● **Exercises to complete**
a - Answer these questions from the filing:
(i) From how many directors to how many did the Board change its size?
(ii) How many years did Mr. Moore serve in the United States Navy?
(iii) Since what year has Mr. Moore served on the Board of Directors of the Colorado Business Roundtable?
b - Write out the filing from "Mr. Moore has served as" to "University of Phoenix.", word for word.

● **Text passage**
[START]

Item 5.02. Departure of Directors or Certain Officers; Election of
Directors; Appointment of Certain Officers; Compensatory Arrangements of Certain
Officers.
On November 30, 2021, the Board of Directors (the "Board") of Farmland Partners
Inc. (the "Company") increased the size of the Board from seven directors to
eight directors and appointed Danny D. Moore as an independent director,
effective immediately, to fill the vacancy created by the increase in the number
of directors. Mr. Moore will serve until the Company's 2022 annual meeting of
stockholders (the "2022 Annual Meeting") or until his successor is duly elected
and qualifies.
The Board affirmatively determined that Mr. Moore is an independent director
within the meaning of the New York Stock Exchange listing standards. Mr. Moore
has not been named to any Board committees at this time.
Mr. Moore has served as the President of DeNOVO Solutions, LLC and Thornberry
Consulting, LLC, which provide scientific, engineering, technical and
operational support services to the United States Department of Defense, since
2012. Mr. Moore has served on the Board of Directors of the Leadership Program
of the Rockies since 2019 and on the Board of Directors of the Colorado Business
Roundtable since 2020 and previously served as a member of the Board of Advisors
of the University of Denver's Graduate School of Professional Psychology from
2018 to 2020. Prior to his retirement from service in 2005, Mr. Moore served 24
years in the United States Navy. Mr. Moore holds an undergraduate degree from
Colorado Christian University and a Masters of Business Administration from the
University of Phoenix.

[END]

● **Source data**
[START]

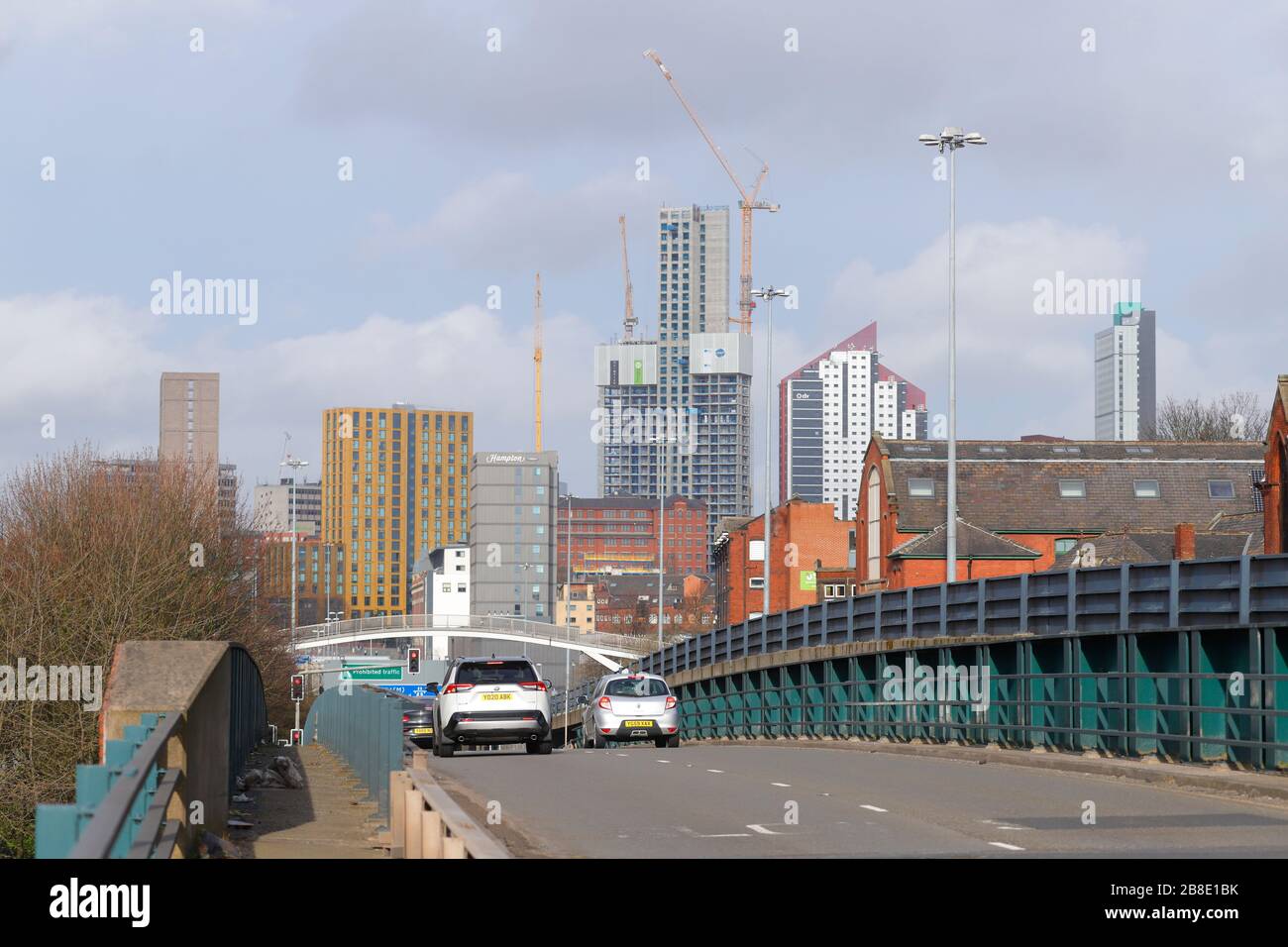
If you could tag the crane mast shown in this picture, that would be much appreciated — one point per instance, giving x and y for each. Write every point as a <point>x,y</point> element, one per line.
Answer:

[END]

● **Response list**
a -
(i) From seven directors to eight directors.
(ii) 24 years.
(iii) Since 2020.

b -
Mr. Moore has served as the President of DeNOVO Solutions, LLC and Thornberry
Consulting, LLC, which provide scientific, engineering, technical and
operational support services to the United States Department of Defense, since
2012. Mr. Moore has served on the Board of Directors of the Leadership Program
of the Rockies since 2019 and on the Board of Directors of the Colorado Business
Roundtable since 2020 and previously served as a member of the Board of Advisors
of the University of Denver's Graduate School of Professional Psychology from
2018 to 2020. Prior to his retirement from service in 2005, Mr. Moore served 24
years in the United States Navy. Mr. Moore holds an undergraduate degree from
Colorado Christian University and a Masters of Business Administration from the
University of Phoenix.